▶ SELECTED TEXT
Ronald Leslie Moore  (8 March 1933 – 18 August 2018) was a New Zealand international speedway rider. He twice won the Individual World Speedway Championship, in 1954 and 1959.

Early life
Moore was born in Hobart, Tasmania in 1933. He moved with his family to New Zealand when he was still a child, and although he was born in Australia, Moore always considered himself to be a New Zealander and rode under the flag of his adopted home.

Career
Moore began riding at the Aranui Speedway in Christchurch, New Zealand, in 1949 at the age of 15. He moved to England and rode for the Wimbledon Dons from 1950 to 1956. Moore represented Australia in Test Match series in England in 1951, 1952 and 1953, although subsequently he raced for New Zealand, and Australasia (combined Australia and New Zealand), as well as representing Great Britain in the World Team Cup. In 1957 and 1958 he switched his attention to motor racing, but returned to ride for the Dons in late 1958 and stayed with them until 1963 when he decided to retire from racing after breaking his leg in a track crash. He began riding again in New Zealand in the mid-1960s and made a comeback with Wimbledon in 1969 and reached the World Final at the age of 36. In 1970 he won the World Pairs Championship with Ivan Mauger. He retired from racing in the British League at the end of 1972, apart from a couple of meetings for Coventry Bees in August 1974, but continued riding speedway until 1975 when he suffered severe head injuries in a crash at Jerilderie Park Speedway in New South Wales.

Moore won the New Zealand Championship in 1956, 1962, 1968 and 1969.

▶ EXERCISE TASK
Return the passage of the speedway rider biography starting with "Ronald Leslie Moore" and going on through "1954 and 1959.", copied word for word.

▶ COLLECTED MATERIAL
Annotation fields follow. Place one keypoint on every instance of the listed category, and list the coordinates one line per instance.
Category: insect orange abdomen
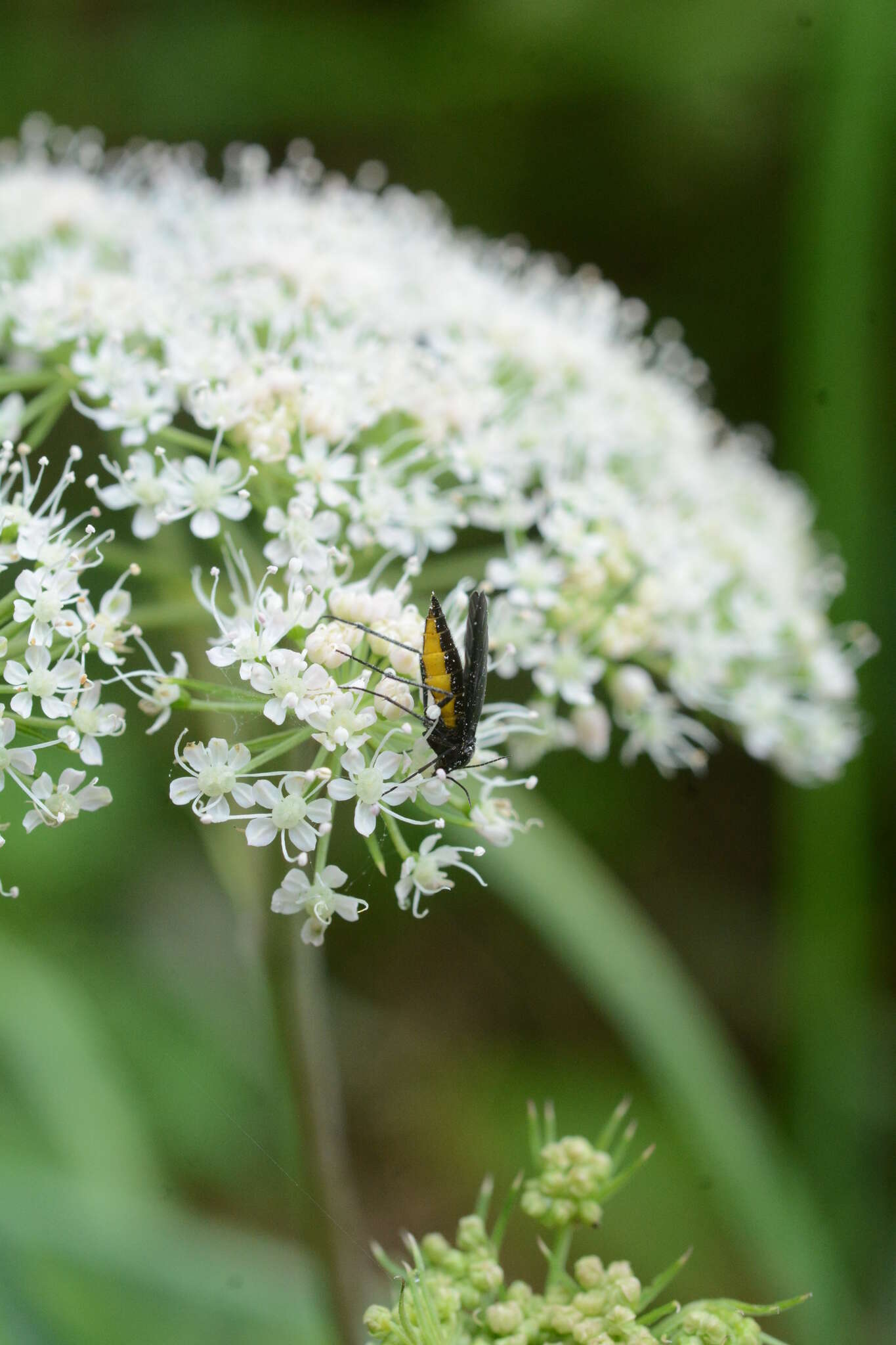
(436, 673)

▶ REPLY TO THE TASK
Ronald Leslie Moore  (8 March 1933 – 18 August 2018) was a New Zealand international speedway rider. He twice won the Individual World Speedway Championship, in 1954 and 1959.